EXTRACTED DATA
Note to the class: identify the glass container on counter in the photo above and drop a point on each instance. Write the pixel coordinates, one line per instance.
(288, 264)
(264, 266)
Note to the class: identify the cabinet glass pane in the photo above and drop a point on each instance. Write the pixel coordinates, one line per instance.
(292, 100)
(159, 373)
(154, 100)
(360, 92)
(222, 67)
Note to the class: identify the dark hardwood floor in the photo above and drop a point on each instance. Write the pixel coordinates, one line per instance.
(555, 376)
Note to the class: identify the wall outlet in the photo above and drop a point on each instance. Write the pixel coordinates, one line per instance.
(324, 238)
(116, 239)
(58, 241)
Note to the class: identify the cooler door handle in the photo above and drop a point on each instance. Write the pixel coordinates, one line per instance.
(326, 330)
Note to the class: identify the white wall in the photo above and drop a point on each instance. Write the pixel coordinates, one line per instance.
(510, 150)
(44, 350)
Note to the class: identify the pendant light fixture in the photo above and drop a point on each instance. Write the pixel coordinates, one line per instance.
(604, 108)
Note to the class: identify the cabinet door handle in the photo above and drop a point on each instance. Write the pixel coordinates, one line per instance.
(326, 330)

TASK ITEM
Return every entry verbatim.

TASK SOLUTION
Note to the class: identify the glass container on counter in the photo above and drop a point on each instance. Write the pixel coordinates, one line per instance.
(288, 264)
(264, 266)
Note to the class: identify the cabinet glass pane in the photo above and drop a point on each instance. Write the pixel coordinates, one line per instance.
(292, 100)
(159, 373)
(154, 100)
(360, 92)
(222, 67)
Note to the class: identify the dark hardwood floor in the photo above and drop a point on each instance. Write the pixel coordinates, one line per instance.
(555, 376)
Note to the class: identify the wall outlet in the photo above and drop a point on each instance. Write the pixel coordinates, one line per instance.
(324, 238)
(116, 239)
(58, 241)
Note to the class: identify the cooler door handle in the photo above and drop a point on each instance. Write the pixel coordinates, one line per instance.
(326, 330)
Note to the class: identify the white wall in the photo above and drop a point on each instance. Write the pixel coordinates, one line per instance.
(510, 150)
(44, 350)
Note to the class: identify the pendant light fixture in the photo above and drop a point on each instance. Write the pixel coordinates, one line per instance.
(604, 108)
Note to the class: identify the cabinet door handle in the photo above and drop a point on each instance. Write the pixel coordinates, one line per instance.
(326, 330)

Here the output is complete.